§ **TEXT EXTRACT**
The fact that Ripley had an embryo in her the entire time is ridiculous for a number of reasons. As I’ve mentioned in previous articles, her cryobed wasn’t broken, so there was no way the alien would’ve been able to attach itself to Ripley. Also, this is inconsistent with the previous films where the alien is shown to break out of the host after only a few hours. It’s established that a rescue team from the Company is being sent to fetch Ripley, and they’ll land on the prison planet in about a week. This team arrives before the end of the film, so we can infer that approximately a week has past since Ripley was pulled from the shuttle’s wreckage. Furthermore, the dog was implanted after Ripley, yet the alien inside it “hatched” first. The continuity is shot, and we can only assume that Ripley is alive only because the plot needs her.

Once Ripley realizes that an awful death awaits her, she tries to convince the last jailor to send the rescue team back to Earth. He refuses because he wants someone with guns to handle the alien. That’s right. The jailors don’t have any guns. . . on a prison planet. The movie tries to mitigate this stupidity by showing Ripley’s chagrin at the idea, but this did nothing to suspend my disbelief. There’s no way a prison filled with murderers wouldn’t have armed guards, but that’s what the movie wants us to believe.

Anyway, Ripley knows that the Company isn’t going to kill the creature. They wish to weaponize it somehow. So, Ripley goes to find the alien, hoping it will kill her. After an irritating hallucination sequence that goes nowhere, she finds the alien, but the creature refuses to end her life. Ripley then goes to one of the inmates named Dillion and asks him to kill her. She tells him that the embryo inside her is a queen, and she must die because the Company can’t be allowed to have it.

It’s unclear whether Ripley knew the embryo was a queen because of the cryobed’s scanner or because the alien wouldn’t kill her. Personally, I don’t see how either the scanner or the alien’s actions would tell her anything, and this plot point matters because if it was a queen, and Ripley knew it, then her choice to kill herself makes more sense. In her mind, it would be better for the Company to walk away with a drone rather than a queen. If the scanner didn’t tell her what the creature was, then Ripley was simply killing herself out of despair and didn’t care whether the Company retrieved the other alien or not. But if she doesn’t care, then why would she wish for the jailor to send the Company away? Arguably, the Company would have the technology to remove the monster and save her life. If her goal was to make sure the Company the didn’t have an alien period, and the scanner didn’t tell her what the alien was, then she would’ve been more determined to kill the alien, and only when the deed was done, would she try to kill herself. This is an example of the writers moving from plot point to plot point without thinking about the character’s motivations.

Thankfully, Dillion isn’t a moron. He refuses to kill Ripley because he realizes that if the alien won’t murder her, then they can use her as bait. However, the inmates turn into cartoon characters again because they hatch a second plan which utilizes Ripley in the worst way possible. Their new idea is to lead the alien to a mold where they’ll pour molten lead on the thing. Ripley is supposed to stand in the mold long enough for them to release the lead. But the problem is the inmates are the ones baiting the alien to the mold in the first place. Why didn’t they use her as bait the whole way? For that matter, as I’ve mentioned before, THEY HAVE A FURNACE! You know what would’ve been simpler? Use Ripley to lead the alien into the giant pit of fire! Why sacrifice the rest of the inmates, who are just going to mess the plan up anyway?

§ **GIVEN PROBLEM 1**
Answer these from the film critique:
(a) About how long will it take the Company's rescue team to land on the prison planet?
(b) Which inmate does Ripley ask to kill her?
(c) What do the inmates plan to pour on the alien once it is in the mold?
§ **GIVEN PROBLEM 2**
Write a continuation of the film critique, beginning right after its last sentence.
The listing isn't needed for anything here.

§ **Object location annotation data**
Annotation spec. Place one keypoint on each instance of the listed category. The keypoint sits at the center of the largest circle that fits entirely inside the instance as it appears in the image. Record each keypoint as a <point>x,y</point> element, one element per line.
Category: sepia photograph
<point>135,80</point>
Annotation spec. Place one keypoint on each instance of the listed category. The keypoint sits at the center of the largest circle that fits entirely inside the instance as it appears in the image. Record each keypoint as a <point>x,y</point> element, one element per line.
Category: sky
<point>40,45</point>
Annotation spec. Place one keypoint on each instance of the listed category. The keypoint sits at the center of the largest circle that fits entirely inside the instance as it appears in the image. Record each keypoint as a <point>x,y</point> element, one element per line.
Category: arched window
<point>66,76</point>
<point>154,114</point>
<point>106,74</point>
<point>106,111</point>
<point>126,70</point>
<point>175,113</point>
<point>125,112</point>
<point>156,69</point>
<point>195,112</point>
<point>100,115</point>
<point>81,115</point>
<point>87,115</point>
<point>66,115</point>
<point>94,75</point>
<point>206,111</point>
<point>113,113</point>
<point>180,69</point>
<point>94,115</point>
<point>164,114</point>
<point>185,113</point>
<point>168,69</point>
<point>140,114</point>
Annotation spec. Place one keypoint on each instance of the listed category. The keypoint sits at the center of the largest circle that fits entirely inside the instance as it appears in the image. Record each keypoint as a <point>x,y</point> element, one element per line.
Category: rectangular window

§ **REPLY 1**
(a) About a week.
(b) Dillion.
(c) Molten lead.

§ **REPLY 2**
Things go as the viewer would expect, as the inmates lead the alien to the mold, they’re picked off one by one until only the jailor, Dillion, Ripley, and a guy named Morse, who we don’t even see until the last half of the film, are left. Finally, after Dillion pretends to be hurting Ripley — again, he could’ve done that all the way to the giant pit of fire—they lead the alien into the mold. Dillion makes Ripley climb out of the mold and wrestles the alien himself until Morse pours the molten lead on top of the beast. In case you were wondering, Dillion doesn’t make it. Then the alien jumps out of the mold and is thoroughly annoyed. But this doesn’t really matter because Ripley turns on the sprinkles, instantly cooling the lead. This causes the alien to explode . . . for some reason.

By that time, the Company shows up with a human who looks like Bishop, and he tells Ripley that they can save her, and once they’ve removed the alien queen from her body, they’ll destroy it. Ripley doesn’t believe them, of course, and has Morse move some platform to where she can stand over something. While this is happening, the last jailor chooses to hit the second Bishop with a pipe, for some reason, and the Company’s guards shoot him. I guess, he decided they were bad guys, and chose to attack the Company’s leader in the dumbest way possible. By the time the second jailor is dead, Ripley is ready to make her curtain call. She throws herself off the platform, and can guess what she’s jumping into? That’s right! The furnace, the giant pit of fire they could’ve used the entire time!

The queen bursts for her chest, and Ripley cradles it like a child rather than screaming in agony/ The two of them are engulfed in flames. Alien 3 ends with Ripley’s final transmission from the first film. Oh, and Morse lives. Not sure that matters since he was scheduled to be executed anyway.

I hate this movie. Not only is it incoherent from a plot standpoint, but it does everything it can to mitigate what was accomplished in the second film. I suspected there was some veiled messages against motherhood and family and all things decent in the world. And by the end, I was wondering if it would really be so bad if the Company actually got a hold of the alien. Ripley spends the entire movie jaded and defeated. And the way they treated Newt’s death really ticked me off. The inmates are unlikable when they’re not acting like buffoons, and even when they were impersonating the three stooges, I still found them annoying. In short, don’t watch this film.      


Gary Varner

Gary Varner is the Assistant to the Managing and Associate Directors at the Center for Science & Culture in Seattle, Washington. He is a Science Fiction and Fantasy enthusiast with a bachelor’s degree in Theater Arts, and he spends his time working with his fellows at Discovery Institute and raising his daughter who he suspects will one day be president of the United States. For more reviews as well as serial novels, go to www.garypaulvarner.com to read more.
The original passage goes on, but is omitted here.